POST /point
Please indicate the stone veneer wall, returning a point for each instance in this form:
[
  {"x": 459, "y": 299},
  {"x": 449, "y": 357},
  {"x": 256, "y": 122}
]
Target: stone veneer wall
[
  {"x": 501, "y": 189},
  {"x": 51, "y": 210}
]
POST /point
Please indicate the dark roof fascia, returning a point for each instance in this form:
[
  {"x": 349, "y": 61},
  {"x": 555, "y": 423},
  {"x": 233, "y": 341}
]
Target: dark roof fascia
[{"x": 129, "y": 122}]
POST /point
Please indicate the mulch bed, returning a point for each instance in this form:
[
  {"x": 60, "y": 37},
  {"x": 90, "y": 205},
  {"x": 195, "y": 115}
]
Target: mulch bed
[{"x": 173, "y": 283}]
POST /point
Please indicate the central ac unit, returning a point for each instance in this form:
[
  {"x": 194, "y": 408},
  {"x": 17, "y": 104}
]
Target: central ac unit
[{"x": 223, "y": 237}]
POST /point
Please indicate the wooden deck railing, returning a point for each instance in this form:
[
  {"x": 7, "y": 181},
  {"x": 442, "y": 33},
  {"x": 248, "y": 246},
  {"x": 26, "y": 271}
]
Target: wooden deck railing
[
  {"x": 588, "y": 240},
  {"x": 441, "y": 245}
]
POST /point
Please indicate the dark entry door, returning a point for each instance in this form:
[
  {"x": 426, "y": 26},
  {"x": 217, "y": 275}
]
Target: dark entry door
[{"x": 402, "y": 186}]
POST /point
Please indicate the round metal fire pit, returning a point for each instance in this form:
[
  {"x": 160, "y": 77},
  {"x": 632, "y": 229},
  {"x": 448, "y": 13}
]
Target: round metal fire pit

Exercise requirements: Working from the listing above, give it again word for word.

Solution to this exercise:
POST /point
Please indicate the stone veneer wall, returning a point for each instance in this form:
[
  {"x": 459, "y": 299},
  {"x": 449, "y": 357},
  {"x": 256, "y": 122}
]
Target: stone veneer wall
[
  {"x": 501, "y": 189},
  {"x": 51, "y": 210}
]
POST /point
Please indicate the dark roof fascia, returning a point for each instance in this form:
[
  {"x": 349, "y": 61},
  {"x": 555, "y": 423},
  {"x": 233, "y": 341}
]
Target: dark roof fascia
[{"x": 129, "y": 122}]
POST /point
Please indicate the mulch bed, returning a point for each instance in this form:
[
  {"x": 60, "y": 37},
  {"x": 90, "y": 205},
  {"x": 195, "y": 115}
]
Target: mulch bed
[{"x": 173, "y": 283}]
POST /point
Please indicate the central ac unit, returning a point for each instance in this form:
[
  {"x": 194, "y": 408},
  {"x": 17, "y": 104}
]
Target: central ac unit
[{"x": 223, "y": 237}]
POST /point
Please indicate the wooden deck railing, returning a point for each instance in this form:
[
  {"x": 7, "y": 181},
  {"x": 442, "y": 33},
  {"x": 248, "y": 246},
  {"x": 26, "y": 271}
]
Target: wooden deck railing
[
  {"x": 588, "y": 240},
  {"x": 441, "y": 245}
]
POST /point
Please indicate the dark entry door, returning a point for each instance in this form:
[
  {"x": 426, "y": 26},
  {"x": 217, "y": 275}
]
Target: dark entry door
[{"x": 402, "y": 186}]
POST /point
Please indicate the round metal fire pit, returning a point for each instance in this form:
[
  {"x": 160, "y": 77},
  {"x": 632, "y": 229},
  {"x": 448, "y": 13}
]
Target: round metal fire pit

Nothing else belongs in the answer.